>> BEGIN QUOTED TEXT

In the last wealth post we talked about the two keys to unlocking wealth: 1. Decreasing Expenses, and 2. Increasing Passive Income.
This time, we’ll take a look at the Expenses side of things. Decreasing expenses is a surefire way to get closer to wealth and set yourself up for safely building passive income. I think this step is super important, and it is the whole reason Debt Freeks exists. Reducing expenses and defeating debt is an extremely powerful mechanism for wealth-building and financial success, freedom, and independence.
You’ve probably read all about the difference between needs and wants, and heard that you can be a millionaire if you just quit drinking expensive coffee. Well, forget all that psycho-babble and sensationalism. This is real life. I’m not going to go into fine detail about how to save money on XYZ, or pitch a radical lifestyle change. There are plenty of other blogs for that kind of thing. Besides, saving money is not the same thing as decreasing expenses (I hear a future post). I am going to provide an overview of two things that keep you from building equity in yourself, and show you how I started thinking differently about money in the process.
Debt is the biggest obstacle to growing your money. End of story. It is the antithesis of passive income – it is literally a passive expense!
Rule number one for wealth building: consumer debt is the enemy and must be eradicated from your financial life as soon as possible!
I’m talking about the huge availability of money that you can borrow to buy things you don’t have the cash to pay for right now.
Don’t do it!
The Two Faces of Debt
There are two aspects of debt that work together to stifle your ability to save and invest in real assets – a psychological aspect and an economical aspect.
The economical aspect is pretty obvious – when a percentage of your income is always dedicated to debt payments, it cannot be used for other things like saving or investing. You’ve already spent the money, and you can’t use it twice.
The psychological aspect is more subtle, but more dangerous. It is the part of your mind that has been trained to think “I can always put that on the credit card,” or worse, “If I refinance my house I can take a vacation and buy a car!” Retraining your mind takes work, but being aware of how your thinking is linked to your borrowing is a huge step in the right direction.

>> END QUOTED TEXT

GOALS:
1) Condense the paragraph in the debt post that begins "The psychological aspect is more subtle" into a short bulleted list that keeps its main points.
2) In the debt post, update everything from "The economical aspect" down to "use it twice." by replacing "debt payments" with "loan payments".

>> BEGIN MATERIAL SUPPLIED

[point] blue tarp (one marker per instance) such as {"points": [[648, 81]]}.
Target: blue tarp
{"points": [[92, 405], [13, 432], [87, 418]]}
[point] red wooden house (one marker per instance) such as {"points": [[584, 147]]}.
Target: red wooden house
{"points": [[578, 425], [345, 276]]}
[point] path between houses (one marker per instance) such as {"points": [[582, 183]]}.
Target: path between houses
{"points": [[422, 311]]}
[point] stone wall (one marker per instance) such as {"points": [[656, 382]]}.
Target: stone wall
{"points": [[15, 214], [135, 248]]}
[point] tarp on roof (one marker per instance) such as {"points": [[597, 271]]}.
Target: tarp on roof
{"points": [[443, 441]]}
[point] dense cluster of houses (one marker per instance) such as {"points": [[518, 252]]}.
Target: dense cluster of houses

>> END MATERIAL SUPPLIED

SOLUTIONS PER TASK:
1)
- The psychological aspect of debt is more subtle than the economical one, but more dangerous.
- It is the part of the mind trained to think "I can always put that on the credit card," or worse, to refinance a house to pay for a vacation and a car.
- Retraining the mind takes work.
- Being aware of how your thinking is linked to your borrowing is a huge step in the right direction.

2)
The economical aspect is pretty obvious – when a percentage of your income is always dedicated to loan payments, it cannot be used for other things like saving or investing. You’ve already spent the money, and you can’t use it twice.